▶ What you are asked to do
The answer must be every line from the entries below that contains "church".

▶ Source records
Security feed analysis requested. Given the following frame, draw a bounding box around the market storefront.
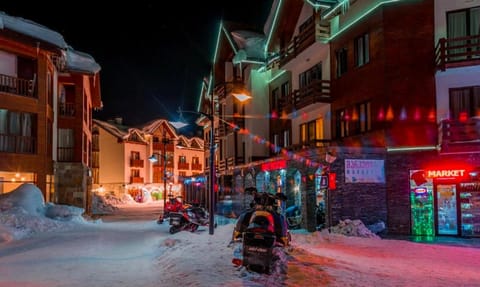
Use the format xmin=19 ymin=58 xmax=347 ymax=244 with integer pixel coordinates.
xmin=409 ymin=167 xmax=480 ymax=237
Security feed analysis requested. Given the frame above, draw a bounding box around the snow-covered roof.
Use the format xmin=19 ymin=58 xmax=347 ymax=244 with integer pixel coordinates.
xmin=176 ymin=135 xmax=204 ymax=150
xmin=139 ymin=119 xmax=179 ymax=139
xmin=230 ymin=30 xmax=266 ymax=64
xmin=93 ymin=119 xmax=129 ymax=140
xmin=0 ymin=11 xmax=67 ymax=49
xmin=65 ymin=46 xmax=101 ymax=74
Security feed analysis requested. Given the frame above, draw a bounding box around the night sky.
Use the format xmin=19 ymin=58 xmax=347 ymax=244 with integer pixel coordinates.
xmin=1 ymin=1 xmax=272 ymax=133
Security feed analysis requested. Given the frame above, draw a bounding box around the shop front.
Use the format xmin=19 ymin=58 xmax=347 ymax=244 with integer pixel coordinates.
xmin=410 ymin=167 xmax=480 ymax=237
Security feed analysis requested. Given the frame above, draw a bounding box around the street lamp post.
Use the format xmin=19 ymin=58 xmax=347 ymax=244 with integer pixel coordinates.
xmin=162 ymin=133 xmax=169 ymax=215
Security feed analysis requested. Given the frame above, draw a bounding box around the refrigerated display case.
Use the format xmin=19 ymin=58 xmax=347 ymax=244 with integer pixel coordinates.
xmin=459 ymin=182 xmax=480 ymax=237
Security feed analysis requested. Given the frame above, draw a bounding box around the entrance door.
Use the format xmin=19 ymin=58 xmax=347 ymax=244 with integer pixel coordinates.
xmin=436 ymin=184 xmax=458 ymax=235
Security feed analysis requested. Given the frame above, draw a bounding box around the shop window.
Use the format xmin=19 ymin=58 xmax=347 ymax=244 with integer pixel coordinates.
xmin=449 ymin=86 xmax=480 ymax=120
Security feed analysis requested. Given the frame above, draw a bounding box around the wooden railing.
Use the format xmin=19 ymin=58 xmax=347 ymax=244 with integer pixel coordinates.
xmin=59 ymin=103 xmax=75 ymax=117
xmin=57 ymin=147 xmax=74 ymax=161
xmin=177 ymin=162 xmax=190 ymax=170
xmin=0 ymin=134 xmax=36 ymax=154
xmin=130 ymin=159 xmax=144 ymax=167
xmin=0 ymin=73 xmax=35 ymax=98
xmin=191 ymin=163 xmax=203 ymax=171
xmin=276 ymin=16 xmax=330 ymax=67
xmin=279 ymin=79 xmax=331 ymax=113
xmin=130 ymin=177 xmax=144 ymax=183
xmin=439 ymin=119 xmax=480 ymax=153
xmin=435 ymin=35 xmax=480 ymax=71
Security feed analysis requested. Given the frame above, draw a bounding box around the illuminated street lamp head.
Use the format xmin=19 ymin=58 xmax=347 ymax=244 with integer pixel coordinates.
xmin=148 ymin=155 xmax=158 ymax=163
xmin=232 ymin=88 xmax=251 ymax=102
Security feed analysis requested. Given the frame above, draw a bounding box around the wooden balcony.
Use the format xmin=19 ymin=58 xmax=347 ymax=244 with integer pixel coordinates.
xmin=177 ymin=162 xmax=190 ymax=170
xmin=191 ymin=163 xmax=203 ymax=171
xmin=0 ymin=134 xmax=36 ymax=154
xmin=279 ymin=79 xmax=331 ymax=114
xmin=435 ymin=35 xmax=480 ymax=71
xmin=152 ymin=142 xmax=174 ymax=151
xmin=130 ymin=159 xmax=144 ymax=167
xmin=277 ymin=16 xmax=330 ymax=67
xmin=57 ymin=147 xmax=74 ymax=162
xmin=130 ymin=177 xmax=144 ymax=183
xmin=0 ymin=73 xmax=36 ymax=98
xmin=439 ymin=119 xmax=480 ymax=154
xmin=59 ymin=103 xmax=75 ymax=117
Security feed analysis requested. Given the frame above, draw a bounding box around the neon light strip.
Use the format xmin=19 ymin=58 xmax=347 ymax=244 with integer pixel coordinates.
xmin=240 ymin=59 xmax=265 ymax=65
xmin=267 ymin=70 xmax=286 ymax=84
xmin=305 ymin=0 xmax=332 ymax=10
xmin=212 ymin=22 xmax=223 ymax=65
xmin=387 ymin=146 xmax=438 ymax=152
xmin=222 ymin=26 xmax=238 ymax=54
xmin=196 ymin=81 xmax=205 ymax=111
xmin=265 ymin=0 xmax=284 ymax=57
xmin=323 ymin=0 xmax=348 ymax=18
xmin=328 ymin=0 xmax=403 ymax=41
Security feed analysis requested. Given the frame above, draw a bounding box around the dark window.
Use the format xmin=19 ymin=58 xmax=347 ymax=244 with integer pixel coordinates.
xmin=336 ymin=48 xmax=348 ymax=77
xmin=299 ymin=62 xmax=322 ymax=89
xmin=450 ymin=86 xmax=480 ymax=120
xmin=0 ymin=109 xmax=36 ymax=154
xmin=271 ymin=87 xmax=280 ymax=112
xmin=355 ymin=33 xmax=370 ymax=67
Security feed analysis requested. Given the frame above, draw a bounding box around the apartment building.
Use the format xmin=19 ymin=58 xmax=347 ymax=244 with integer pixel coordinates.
xmin=203 ymin=0 xmax=480 ymax=237
xmin=92 ymin=118 xmax=204 ymax=201
xmin=0 ymin=11 xmax=101 ymax=213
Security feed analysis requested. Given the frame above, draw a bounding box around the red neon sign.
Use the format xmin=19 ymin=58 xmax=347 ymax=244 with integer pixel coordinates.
xmin=261 ymin=160 xmax=286 ymax=171
xmin=425 ymin=169 xmax=466 ymax=178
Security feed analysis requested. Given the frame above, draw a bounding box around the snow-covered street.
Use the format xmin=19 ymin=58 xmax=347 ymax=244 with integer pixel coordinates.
xmin=1 ymin=184 xmax=480 ymax=287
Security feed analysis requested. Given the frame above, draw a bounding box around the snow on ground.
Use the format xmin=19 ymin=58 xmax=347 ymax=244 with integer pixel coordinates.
xmin=1 ymin=183 xmax=480 ymax=287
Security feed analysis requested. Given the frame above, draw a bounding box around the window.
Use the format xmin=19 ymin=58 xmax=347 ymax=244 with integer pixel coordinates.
xmin=300 ymin=118 xmax=324 ymax=145
xmin=336 ymin=48 xmax=348 ymax=77
xmin=355 ymin=33 xmax=369 ymax=67
xmin=192 ymin=157 xmax=200 ymax=164
xmin=179 ymin=156 xmax=187 ymax=164
xmin=447 ymin=7 xmax=480 ymax=60
xmin=283 ymin=130 xmax=290 ymax=147
xmin=336 ymin=101 xmax=372 ymax=138
xmin=450 ymin=86 xmax=480 ymax=120
xmin=281 ymin=81 xmax=290 ymax=98
xmin=0 ymin=109 xmax=36 ymax=153
xmin=299 ymin=62 xmax=322 ymax=89
xmin=131 ymin=151 xmax=140 ymax=160
xmin=131 ymin=169 xmax=140 ymax=177
xmin=58 ymin=128 xmax=74 ymax=161
xmin=271 ymin=87 xmax=280 ymax=112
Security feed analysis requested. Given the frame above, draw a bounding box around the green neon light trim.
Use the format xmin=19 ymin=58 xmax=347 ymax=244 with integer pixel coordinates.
xmin=323 ymin=0 xmax=348 ymax=18
xmin=265 ymin=0 xmax=284 ymax=57
xmin=207 ymin=71 xmax=213 ymax=98
xmin=240 ymin=59 xmax=265 ymax=65
xmin=267 ymin=70 xmax=287 ymax=84
xmin=387 ymin=146 xmax=438 ymax=152
xmin=212 ymin=22 xmax=223 ymax=65
xmin=305 ymin=0 xmax=332 ymax=10
xmin=328 ymin=0 xmax=403 ymax=41
xmin=196 ymin=81 xmax=206 ymax=111
xmin=222 ymin=26 xmax=238 ymax=54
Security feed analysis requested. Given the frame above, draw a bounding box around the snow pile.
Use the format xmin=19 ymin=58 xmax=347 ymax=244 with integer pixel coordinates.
xmin=92 ymin=192 xmax=138 ymax=214
xmin=0 ymin=183 xmax=90 ymax=241
xmin=329 ymin=219 xmax=380 ymax=238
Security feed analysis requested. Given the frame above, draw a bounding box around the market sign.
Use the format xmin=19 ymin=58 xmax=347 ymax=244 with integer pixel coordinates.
xmin=425 ymin=169 xmax=466 ymax=179
xmin=345 ymin=159 xmax=385 ymax=183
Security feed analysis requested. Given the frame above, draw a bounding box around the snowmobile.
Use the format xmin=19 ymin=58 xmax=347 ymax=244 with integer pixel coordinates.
xmin=168 ymin=204 xmax=210 ymax=234
xmin=231 ymin=189 xmax=290 ymax=274
xmin=157 ymin=196 xmax=184 ymax=224
xmin=285 ymin=205 xmax=302 ymax=229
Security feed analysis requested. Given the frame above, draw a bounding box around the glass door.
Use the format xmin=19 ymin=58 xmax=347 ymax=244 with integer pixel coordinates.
xmin=437 ymin=184 xmax=458 ymax=235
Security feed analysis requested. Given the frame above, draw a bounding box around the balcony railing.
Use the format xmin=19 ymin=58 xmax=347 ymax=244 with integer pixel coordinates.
xmin=279 ymin=79 xmax=331 ymax=113
xmin=276 ymin=16 xmax=330 ymax=67
xmin=177 ymin=162 xmax=190 ymax=170
xmin=59 ymin=103 xmax=75 ymax=117
xmin=435 ymin=35 xmax=480 ymax=71
xmin=130 ymin=177 xmax=144 ymax=183
xmin=130 ymin=159 xmax=144 ymax=167
xmin=0 ymin=134 xmax=36 ymax=154
xmin=0 ymin=73 xmax=36 ymax=98
xmin=58 ymin=147 xmax=74 ymax=162
xmin=439 ymin=119 xmax=480 ymax=154
xmin=191 ymin=163 xmax=203 ymax=171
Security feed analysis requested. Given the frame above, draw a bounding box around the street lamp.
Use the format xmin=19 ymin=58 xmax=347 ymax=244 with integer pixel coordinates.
xmin=176 ymin=108 xmax=216 ymax=235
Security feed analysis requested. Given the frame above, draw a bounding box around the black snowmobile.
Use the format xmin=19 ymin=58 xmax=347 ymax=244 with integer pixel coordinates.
xmin=168 ymin=204 xmax=210 ymax=234
xmin=231 ymin=188 xmax=290 ymax=274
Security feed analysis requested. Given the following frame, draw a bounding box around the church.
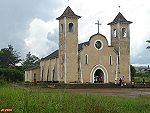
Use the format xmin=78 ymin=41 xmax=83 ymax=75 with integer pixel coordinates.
xmin=25 ymin=6 xmax=132 ymax=84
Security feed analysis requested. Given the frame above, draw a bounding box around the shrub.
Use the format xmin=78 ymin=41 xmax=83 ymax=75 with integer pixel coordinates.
xmin=0 ymin=68 xmax=24 ymax=82
xmin=0 ymin=78 xmax=7 ymax=85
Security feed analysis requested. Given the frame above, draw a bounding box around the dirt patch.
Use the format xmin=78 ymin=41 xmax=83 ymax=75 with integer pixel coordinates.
xmin=50 ymin=88 xmax=150 ymax=97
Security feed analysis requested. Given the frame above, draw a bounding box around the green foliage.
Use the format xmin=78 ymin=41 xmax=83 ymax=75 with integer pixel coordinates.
xmin=0 ymin=45 xmax=21 ymax=68
xmin=135 ymin=72 xmax=150 ymax=77
xmin=0 ymin=78 xmax=7 ymax=85
xmin=146 ymin=40 xmax=150 ymax=49
xmin=0 ymin=45 xmax=23 ymax=83
xmin=22 ymin=52 xmax=39 ymax=69
xmin=0 ymin=68 xmax=24 ymax=82
xmin=133 ymin=72 xmax=150 ymax=82
xmin=130 ymin=65 xmax=136 ymax=81
xmin=134 ymin=77 xmax=150 ymax=83
xmin=0 ymin=86 xmax=150 ymax=113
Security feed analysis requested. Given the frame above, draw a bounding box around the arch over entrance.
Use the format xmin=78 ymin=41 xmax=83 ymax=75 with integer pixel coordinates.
xmin=94 ymin=69 xmax=104 ymax=83
xmin=90 ymin=64 xmax=108 ymax=83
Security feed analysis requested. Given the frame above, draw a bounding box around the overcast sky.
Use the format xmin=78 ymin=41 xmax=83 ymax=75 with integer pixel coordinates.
xmin=0 ymin=0 xmax=150 ymax=66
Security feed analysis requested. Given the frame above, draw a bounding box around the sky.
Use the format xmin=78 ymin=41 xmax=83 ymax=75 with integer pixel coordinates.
xmin=0 ymin=0 xmax=150 ymax=66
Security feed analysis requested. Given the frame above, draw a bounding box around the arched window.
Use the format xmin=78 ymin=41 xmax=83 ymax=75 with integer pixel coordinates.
xmin=60 ymin=24 xmax=63 ymax=33
xmin=47 ymin=68 xmax=49 ymax=81
xmin=109 ymin=56 xmax=112 ymax=65
xmin=41 ymin=66 xmax=44 ymax=81
xmin=34 ymin=73 xmax=36 ymax=79
xmin=69 ymin=23 xmax=74 ymax=32
xmin=113 ymin=29 xmax=117 ymax=37
xmin=122 ymin=28 xmax=127 ymax=37
xmin=27 ymin=74 xmax=28 ymax=80
xmin=52 ymin=66 xmax=55 ymax=82
xmin=85 ymin=54 xmax=88 ymax=64
xmin=34 ymin=73 xmax=36 ymax=83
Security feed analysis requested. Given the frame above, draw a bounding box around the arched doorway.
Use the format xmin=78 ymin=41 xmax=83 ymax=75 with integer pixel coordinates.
xmin=90 ymin=64 xmax=108 ymax=83
xmin=94 ymin=69 xmax=104 ymax=83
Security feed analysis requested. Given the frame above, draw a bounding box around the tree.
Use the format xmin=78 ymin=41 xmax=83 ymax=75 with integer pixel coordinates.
xmin=146 ymin=40 xmax=150 ymax=49
xmin=22 ymin=52 xmax=39 ymax=69
xmin=0 ymin=68 xmax=23 ymax=82
xmin=130 ymin=65 xmax=136 ymax=81
xmin=0 ymin=45 xmax=21 ymax=68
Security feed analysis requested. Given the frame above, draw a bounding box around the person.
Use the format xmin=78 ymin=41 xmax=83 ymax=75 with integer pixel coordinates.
xmin=131 ymin=81 xmax=134 ymax=88
xmin=122 ymin=75 xmax=125 ymax=85
xmin=115 ymin=79 xmax=117 ymax=84
xmin=119 ymin=78 xmax=122 ymax=86
xmin=143 ymin=78 xmax=145 ymax=85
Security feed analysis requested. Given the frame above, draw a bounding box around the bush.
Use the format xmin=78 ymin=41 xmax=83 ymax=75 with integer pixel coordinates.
xmin=0 ymin=68 xmax=24 ymax=82
xmin=0 ymin=78 xmax=7 ymax=85
xmin=135 ymin=72 xmax=150 ymax=77
xmin=134 ymin=77 xmax=150 ymax=83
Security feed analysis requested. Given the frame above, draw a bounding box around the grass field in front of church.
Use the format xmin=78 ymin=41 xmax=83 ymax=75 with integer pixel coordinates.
xmin=0 ymin=85 xmax=150 ymax=113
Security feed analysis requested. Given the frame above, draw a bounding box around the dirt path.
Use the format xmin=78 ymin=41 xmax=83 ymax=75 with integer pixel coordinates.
xmin=51 ymin=88 xmax=150 ymax=97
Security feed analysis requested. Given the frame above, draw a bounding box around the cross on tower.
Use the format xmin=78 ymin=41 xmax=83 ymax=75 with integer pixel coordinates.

▶ Response box
Security feed analysis requested. Given the following frame, draw a bounding box around the church.
Security feed analysis requested. Given the frame above, draw a bounding box around the grass field in front of church.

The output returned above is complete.